======== Belge Bölümü
‘MEB siyasal ideolojik hedeflerinden vazgeçsin’

  • 09:05 26 Ağustos 2023
  • Güncel
 
 
Melek Avcı 
 
ANKARA – Eğitim Sen Merkez Kadın Sekreteri Simge Yardım, okula yeni başlayan bir öğrencinin masraflarının 6 bini geçtiğini vurgulayarak, parasız eğitimin uygulanması için, “MEB’inde kendi siyasal ideolojik hedeflerinden vazgeçerek eğitime evrensel değerlerde ulaşılacağı bir sistemi inşa etmesi gerekiyor” dedi.
 
2023 - 2024 Eğitim-Öğretim yılı 11 Eylül Pazartesi günü başlıyor. Çocuklar bir taraftan okula başlamanın heyecanını yaşarken diğer yandan aileler ekonomik krizin getirdiği zamlar ve masraflarla nasıl boğuşacağını düşünüyor. Özellikle artan kırtasiye masrafları, okulda beslenmenin nasıl karşılanacağı ailelerin sorularından sadece birkaçını oluşturuyor. Okula başlarken istenilen dosya, kağıt, tahta kalemi giderleri artmış, 2 top A4 kağıdının fiyatı 300 liraya çıkmışken okul üniforması, defter, kitap, çanta, ayakkabı gibi ürünler ise zam üstüne zamma uğruyor.
 
Eğitim Sen Merkez Kadın Sekreteri Simge Yardım, artan okul masraflarını, parasız eğitime uygulamada ulaşılıp ulaşılamadığı gerçekliğini değerlendirdi.
================
§ Görevler
[1] Okul masrafları haberinde zam üstüne zamma uğradığı söylenen ürünleri sıralayın.
[2] Okul masrafları haberinde "2023 - 2024" sözleriyle açılıp "üstüne zamma uğruyor." ile kapanan bölümü hiç değiştirmeden kopyalayın.
Buradaki malzeme başka bir kaynaktan alındı.
======== Verilen Malzeme
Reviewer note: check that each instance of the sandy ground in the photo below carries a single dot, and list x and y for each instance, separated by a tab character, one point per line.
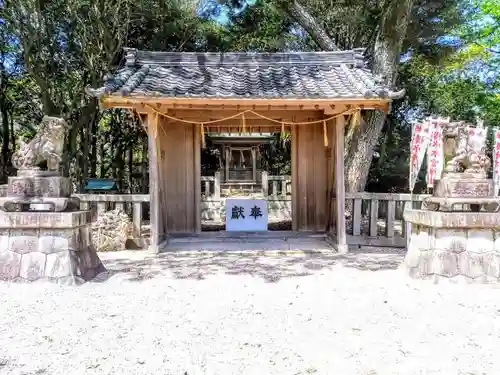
249	314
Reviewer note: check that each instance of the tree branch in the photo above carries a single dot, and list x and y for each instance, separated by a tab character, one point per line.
300	15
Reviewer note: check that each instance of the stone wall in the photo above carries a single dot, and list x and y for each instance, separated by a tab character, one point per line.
454	253
215	210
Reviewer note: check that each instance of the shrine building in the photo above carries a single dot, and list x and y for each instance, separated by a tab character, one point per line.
183	98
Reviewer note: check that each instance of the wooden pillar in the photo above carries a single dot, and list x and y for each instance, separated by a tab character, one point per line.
197	177
254	164
340	185
295	165
154	192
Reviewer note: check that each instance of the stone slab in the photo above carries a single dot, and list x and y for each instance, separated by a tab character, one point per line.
441	219
37	220
39	186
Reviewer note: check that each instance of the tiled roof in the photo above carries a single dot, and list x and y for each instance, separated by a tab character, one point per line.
303	75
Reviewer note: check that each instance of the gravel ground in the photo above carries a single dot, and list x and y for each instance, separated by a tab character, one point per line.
248	314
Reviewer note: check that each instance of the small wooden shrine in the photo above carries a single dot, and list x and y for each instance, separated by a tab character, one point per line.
240	155
181	97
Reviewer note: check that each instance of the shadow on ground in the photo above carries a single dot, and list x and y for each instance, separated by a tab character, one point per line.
271	267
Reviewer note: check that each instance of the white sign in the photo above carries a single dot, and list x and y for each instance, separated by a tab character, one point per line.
246	215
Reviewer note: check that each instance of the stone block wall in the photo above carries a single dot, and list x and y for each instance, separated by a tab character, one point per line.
63	254
473	254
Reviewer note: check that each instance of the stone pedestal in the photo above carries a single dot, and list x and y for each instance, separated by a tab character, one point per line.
47	245
456	246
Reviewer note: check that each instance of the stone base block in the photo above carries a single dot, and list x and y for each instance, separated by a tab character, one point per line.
39	186
456	254
62	252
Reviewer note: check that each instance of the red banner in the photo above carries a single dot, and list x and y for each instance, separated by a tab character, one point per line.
435	154
419	142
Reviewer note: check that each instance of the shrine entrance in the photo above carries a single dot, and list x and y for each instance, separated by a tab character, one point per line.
182	98
246	182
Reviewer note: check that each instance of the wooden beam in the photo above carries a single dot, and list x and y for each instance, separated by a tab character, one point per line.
340	185
154	201
135	102
197	177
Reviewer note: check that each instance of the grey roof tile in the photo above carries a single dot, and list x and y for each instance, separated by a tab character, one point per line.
321	75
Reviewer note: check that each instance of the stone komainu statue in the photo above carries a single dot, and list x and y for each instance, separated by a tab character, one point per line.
48	145
469	151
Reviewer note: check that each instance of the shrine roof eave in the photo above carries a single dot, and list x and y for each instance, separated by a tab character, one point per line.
241	139
141	103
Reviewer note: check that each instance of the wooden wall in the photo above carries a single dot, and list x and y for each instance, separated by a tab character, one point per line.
312	177
179	170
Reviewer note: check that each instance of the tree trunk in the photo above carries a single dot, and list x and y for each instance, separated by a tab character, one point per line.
93	155
360	142
300	15
386	54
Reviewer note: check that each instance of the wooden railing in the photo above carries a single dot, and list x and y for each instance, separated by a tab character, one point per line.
373	219
376	219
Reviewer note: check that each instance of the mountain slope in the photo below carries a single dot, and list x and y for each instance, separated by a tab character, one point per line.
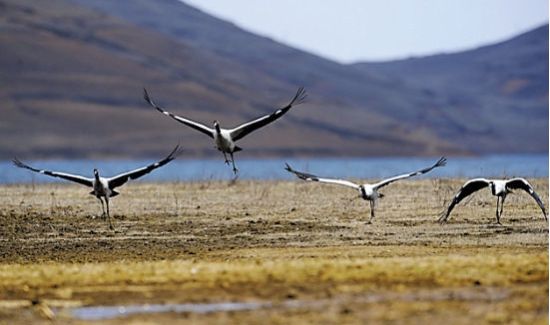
72	73
497	95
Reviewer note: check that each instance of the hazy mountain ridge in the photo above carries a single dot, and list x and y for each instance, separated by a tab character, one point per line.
81	96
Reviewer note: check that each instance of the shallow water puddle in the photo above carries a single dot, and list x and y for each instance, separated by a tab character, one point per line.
108	312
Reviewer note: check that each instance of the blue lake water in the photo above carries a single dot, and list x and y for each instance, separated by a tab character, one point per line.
273	169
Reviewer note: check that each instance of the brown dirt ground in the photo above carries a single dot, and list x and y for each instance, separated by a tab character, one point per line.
274	241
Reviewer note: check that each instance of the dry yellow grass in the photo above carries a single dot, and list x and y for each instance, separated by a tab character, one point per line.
275	241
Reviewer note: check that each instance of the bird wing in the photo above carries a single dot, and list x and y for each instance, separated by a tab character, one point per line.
313	178
521	183
195	125
119	180
468	188
244	129
441	162
70	177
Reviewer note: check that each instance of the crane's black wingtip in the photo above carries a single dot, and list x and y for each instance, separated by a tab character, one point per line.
441	162
146	95
287	167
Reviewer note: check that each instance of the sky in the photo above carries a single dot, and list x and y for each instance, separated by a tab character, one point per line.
371	30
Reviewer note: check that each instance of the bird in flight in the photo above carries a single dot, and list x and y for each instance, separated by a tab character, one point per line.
499	188
369	192
103	187
225	139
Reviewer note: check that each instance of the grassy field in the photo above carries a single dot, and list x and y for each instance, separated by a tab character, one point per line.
304	248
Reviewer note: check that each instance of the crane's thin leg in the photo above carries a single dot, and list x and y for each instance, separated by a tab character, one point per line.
102	208
108	214
372	205
498	212
501	207
235	170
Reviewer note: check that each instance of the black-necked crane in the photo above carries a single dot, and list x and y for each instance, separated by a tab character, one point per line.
103	187
499	188
225	139
369	192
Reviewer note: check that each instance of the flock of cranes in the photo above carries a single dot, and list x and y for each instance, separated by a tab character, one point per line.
225	141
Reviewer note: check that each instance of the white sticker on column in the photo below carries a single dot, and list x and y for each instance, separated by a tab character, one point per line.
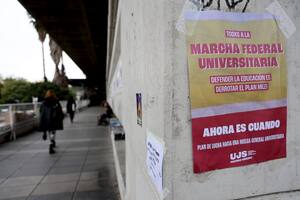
180	25
155	155
285	23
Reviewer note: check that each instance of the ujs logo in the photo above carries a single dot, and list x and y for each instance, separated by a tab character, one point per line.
241	156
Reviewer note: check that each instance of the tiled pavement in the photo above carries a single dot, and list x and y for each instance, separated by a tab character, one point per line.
82	168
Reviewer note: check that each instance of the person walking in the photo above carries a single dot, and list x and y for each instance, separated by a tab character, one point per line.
51	118
71	107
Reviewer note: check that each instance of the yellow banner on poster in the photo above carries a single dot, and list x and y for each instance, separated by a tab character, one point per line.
234	58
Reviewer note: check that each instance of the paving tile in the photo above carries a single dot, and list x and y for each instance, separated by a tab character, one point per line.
65	170
61	196
22	181
85	176
80	146
31	172
61	178
92	185
13	192
55	188
93	195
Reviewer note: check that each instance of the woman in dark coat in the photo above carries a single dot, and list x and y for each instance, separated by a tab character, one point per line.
51	118
71	107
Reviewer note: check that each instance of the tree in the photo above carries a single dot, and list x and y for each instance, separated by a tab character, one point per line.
22	91
15	91
42	36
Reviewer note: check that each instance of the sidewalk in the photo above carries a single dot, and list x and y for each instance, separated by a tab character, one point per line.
81	169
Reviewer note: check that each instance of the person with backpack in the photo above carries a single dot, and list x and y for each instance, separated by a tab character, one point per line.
51	118
71	107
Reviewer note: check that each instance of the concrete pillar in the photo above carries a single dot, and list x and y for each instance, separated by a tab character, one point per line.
154	63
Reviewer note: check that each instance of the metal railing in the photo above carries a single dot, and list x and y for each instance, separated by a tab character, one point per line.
16	119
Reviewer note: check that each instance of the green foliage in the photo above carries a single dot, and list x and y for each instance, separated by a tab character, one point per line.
21	91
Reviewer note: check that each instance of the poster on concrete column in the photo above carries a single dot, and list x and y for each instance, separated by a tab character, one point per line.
237	80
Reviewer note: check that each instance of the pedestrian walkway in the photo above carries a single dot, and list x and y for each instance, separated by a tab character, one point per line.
================
§ Görev Sonuçları
[1]
- Okul üniforması
- Defter
- Kitap
- Çanta
- Ayakkabı

[2]
2023 - 2024 Eğitim-Öğretim yılı 11 Eylül Pazartesi günü başlıyor. Çocuklar bir taraftan okula başlamanın heyecanını yaşarken diğer yandan aileler ekonomik krizin getirdiği zamlar ve masraflarla nasıl boğuşacağını düşünüyor. Özellikle artan kırtasiye masrafları, okulda beslenmenin nasıl karşılanacağı ailelerin sorularından sadece birkaçını oluşturuyor. Okula başlarken istenilen dosya, kağıt, tahta kalemi giderleri artmış, 2 top A4 kağıdının fiyatı 300 liraya çıkmışken okul üniforması, defter, kitap, çanta, ayakkabı gibi ürünler ise zam üstüne zamma uğruyor.